Extract provided
'''

A million acres — and arms — will get sprayed to fight the pests

An insect that weighs .00008 of an ounce and is less than an inch long costs the county an estimated $9 million a year to control. It also bugs the economy and tourism in other ways.

 Aircraft technician Michael Matthews inspects a helicopter before doing some aerial spraying for Brevard County’s Mosquito Control at its facility in Titusville. The county spends $9 million annually on the service, covering more than 1 million acres each for the ground and for the air. (Rik Jesse, FLORIDA TODAY)

The humble yet annoying mosquito will re-enter the environment in all of its glory soon with the coming heat and rain. This will not only drive consumers to stores to seek relief with favored repellents and the latest gadgets, but may even have an effect on tourism in the county. It’s too early to tell how bad the mosquitoes will be just yet, according to Peter Taylor, operations manager of the Brevard County Mosquito Control District.

They are at their worst when there are lots of them, and much of the population growth of the insects depends on warmer weather — which we’re now getting in a major way. “The mosquito season changes from year to year,” he said.

 “Their activities are governed by temperature and humidity, and as the year goes into the summer, you start getting rain patterns; but (in the summer) they reproduce at faster rates, and they get out to get blood meals to get the nutrients so that they can reproduce. As it gets warmer, they actually go through their life cycling faster, and that’s the reason it picks up when it’s warmer.”

The types of mosquitoes in Brevard County are of the salt marsh variety, using wet soil to lay their eggs. The county will spray about 1.2 million ground acres this year, at a cost of about $2.63 per acre, and another 1.1 million aerial acres at $1.56 per acre. Derek Helms, owner of the Pest Control Depot in Palm Bay, said a rise in purchasing anti-mosquito supplies tends to come with the summer rains.

 Usually, April and May are drier, he said. “It depends on how heavy the rains are, and then people start coming in,” he said. Overall, he said, mosquito repellants play a relatively small role in his sales, because most people understand that they are just a natural part of the environment. When they do need items, they usually go for sprays containing DEET, which is not as expensive as the alternative — a fog machine to keep the critters away.

'''

Task instructions
1 > Based on the article about mosquito control in Brevard County, decide whether each statement agrees with it. Answer yes or no for each, and quote the deciding words. (a) The county will spray more ground acres than aerial acres this year. (b) Aerial spraying costs more per acre than ground spraying. (c) According to Derek Helms, customers who need anti-mosquito items usually choose a fog machine.
2 > Turn the paragraph of the mosquito control article that begins "The types of mosquitoes in Brevard County" into a short bulleted list that keeps its main facts.
3 > Carry on the article about Brevard County's mosquito control, starting after its last sentence.

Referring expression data
'''

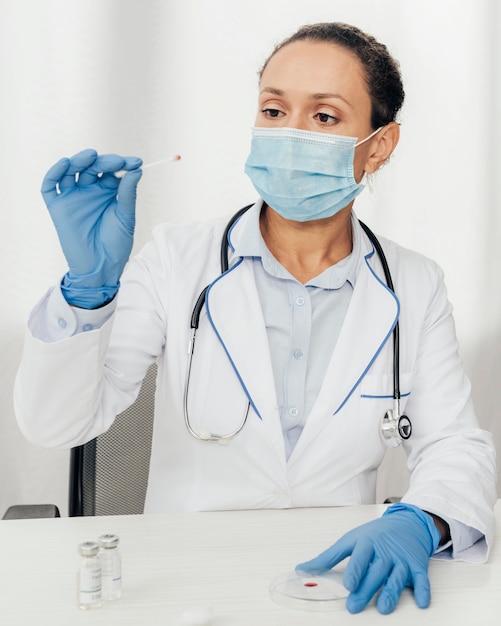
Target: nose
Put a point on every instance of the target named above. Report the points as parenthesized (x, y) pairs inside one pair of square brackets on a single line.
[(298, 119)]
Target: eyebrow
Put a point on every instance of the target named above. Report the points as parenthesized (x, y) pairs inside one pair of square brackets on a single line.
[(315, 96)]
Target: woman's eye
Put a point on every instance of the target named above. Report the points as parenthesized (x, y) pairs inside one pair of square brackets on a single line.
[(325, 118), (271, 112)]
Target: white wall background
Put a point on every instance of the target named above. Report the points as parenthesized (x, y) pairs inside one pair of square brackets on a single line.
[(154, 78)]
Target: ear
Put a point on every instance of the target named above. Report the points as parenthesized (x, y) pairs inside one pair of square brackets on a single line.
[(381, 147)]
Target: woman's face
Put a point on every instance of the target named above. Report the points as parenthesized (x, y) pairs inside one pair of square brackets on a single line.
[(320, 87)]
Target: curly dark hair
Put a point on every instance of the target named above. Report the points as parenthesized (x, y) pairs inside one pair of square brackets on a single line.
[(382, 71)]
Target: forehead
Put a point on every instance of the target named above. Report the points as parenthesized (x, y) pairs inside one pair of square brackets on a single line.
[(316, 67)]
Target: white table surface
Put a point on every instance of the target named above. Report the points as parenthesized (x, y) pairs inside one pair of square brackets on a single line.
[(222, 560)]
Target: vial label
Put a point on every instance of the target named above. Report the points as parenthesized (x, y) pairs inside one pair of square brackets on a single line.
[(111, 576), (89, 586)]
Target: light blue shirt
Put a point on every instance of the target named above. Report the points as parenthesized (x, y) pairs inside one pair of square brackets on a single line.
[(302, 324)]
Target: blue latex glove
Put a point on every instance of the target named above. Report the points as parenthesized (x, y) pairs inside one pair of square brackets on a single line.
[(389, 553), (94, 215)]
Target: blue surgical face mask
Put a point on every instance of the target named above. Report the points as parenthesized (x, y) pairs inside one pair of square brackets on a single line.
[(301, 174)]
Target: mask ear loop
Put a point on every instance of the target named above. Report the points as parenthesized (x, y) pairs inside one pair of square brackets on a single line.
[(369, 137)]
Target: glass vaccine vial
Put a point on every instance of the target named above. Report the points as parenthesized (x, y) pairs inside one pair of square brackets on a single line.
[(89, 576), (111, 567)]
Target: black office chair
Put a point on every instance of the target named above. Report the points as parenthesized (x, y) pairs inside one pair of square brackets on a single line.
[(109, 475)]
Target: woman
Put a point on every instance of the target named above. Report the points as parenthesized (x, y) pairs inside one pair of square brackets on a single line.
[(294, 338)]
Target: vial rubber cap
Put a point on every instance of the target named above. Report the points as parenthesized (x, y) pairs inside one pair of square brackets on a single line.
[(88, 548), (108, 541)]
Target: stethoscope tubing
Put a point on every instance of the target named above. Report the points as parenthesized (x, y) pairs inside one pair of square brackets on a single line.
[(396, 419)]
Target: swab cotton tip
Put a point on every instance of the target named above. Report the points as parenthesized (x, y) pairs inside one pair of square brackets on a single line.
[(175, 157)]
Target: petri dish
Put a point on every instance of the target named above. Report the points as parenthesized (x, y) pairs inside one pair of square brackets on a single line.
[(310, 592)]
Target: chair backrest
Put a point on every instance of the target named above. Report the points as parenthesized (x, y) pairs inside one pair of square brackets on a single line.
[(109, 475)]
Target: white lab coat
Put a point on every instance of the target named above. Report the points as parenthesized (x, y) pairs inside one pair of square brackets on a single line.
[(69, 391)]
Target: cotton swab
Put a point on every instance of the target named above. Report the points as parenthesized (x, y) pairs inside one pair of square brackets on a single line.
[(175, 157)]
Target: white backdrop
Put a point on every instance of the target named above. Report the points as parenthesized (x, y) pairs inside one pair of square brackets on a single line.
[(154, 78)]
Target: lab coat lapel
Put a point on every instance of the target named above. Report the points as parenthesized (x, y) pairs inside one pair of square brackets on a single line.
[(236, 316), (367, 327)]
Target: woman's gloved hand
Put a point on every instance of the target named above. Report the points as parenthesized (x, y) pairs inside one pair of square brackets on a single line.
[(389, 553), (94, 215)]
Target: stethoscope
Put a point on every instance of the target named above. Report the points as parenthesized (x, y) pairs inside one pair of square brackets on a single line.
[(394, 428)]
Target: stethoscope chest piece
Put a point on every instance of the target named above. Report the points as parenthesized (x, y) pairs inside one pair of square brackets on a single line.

'''

Results of the tasks
1 >
(a) Yes: "The county will spray about 1.2 million ground acres this year" and "another 1.1 million aerial acres"
(b) No: "at a cost of about $2.63 per acre, and another 1.1 million aerial acres at $1.56 per acre"
(c) No: "they usually go for sprays containing DEET, which is not as expensive as the alternative — a fog machine to keep the critters away"

2 >
- Brevard County's mosquitoes are the salt marsh variety and lay their eggs in wet soil.
- This year the county will spray about 1.2 million ground acres at about $2.63 per acre.
- It will also spray about 1.1 million aerial acres at $1.56 per acre.
- Derek Helms, owner of the Pest Control Depot in Palm Bay, says purchases of anti-mosquito supplies tend to rise with the summer rains.

3 >
“Homeowners realize when they have to spend $250, $300 for a (fog) machine, they generally back down,” he said. “They work really well, but it’s usually not an investment most people are willing to make.”

Yard-wide sprays are sold around town and can work for several days, said Stacey Hewatt, floor manager at Ace Hardware at Pineda, but the most popular item last year was a clip-on, battery operated repellent from Off! The item, similar in size to a cell phone, is on sale for $7.99, and Hewatt figures they will be popular again this year. “I think people buy according to what they are doing,” she said. “If at a baseball field, they might buy the spray. We sell something you can do to your yard, spray your own yard down prior to a barbecue, and it works for a couple of days.” And the buggers even affect tourism.

 Integrated Mosquito Management and the University of Florida teamed up for one of the few official studies on how mosquitoes affect tourism in the state in 1998. The study showed that areas with a high population of mosquitoes tend to have fewer tourists. “It showed a relationship between the number of mosquitoes that were trapped and the tourist dollars that were taken in. And there’s definitely a relationship there,” said he county’s Taylor. “If it gets really bad, people are just not going to get out and enjoy and spend money.”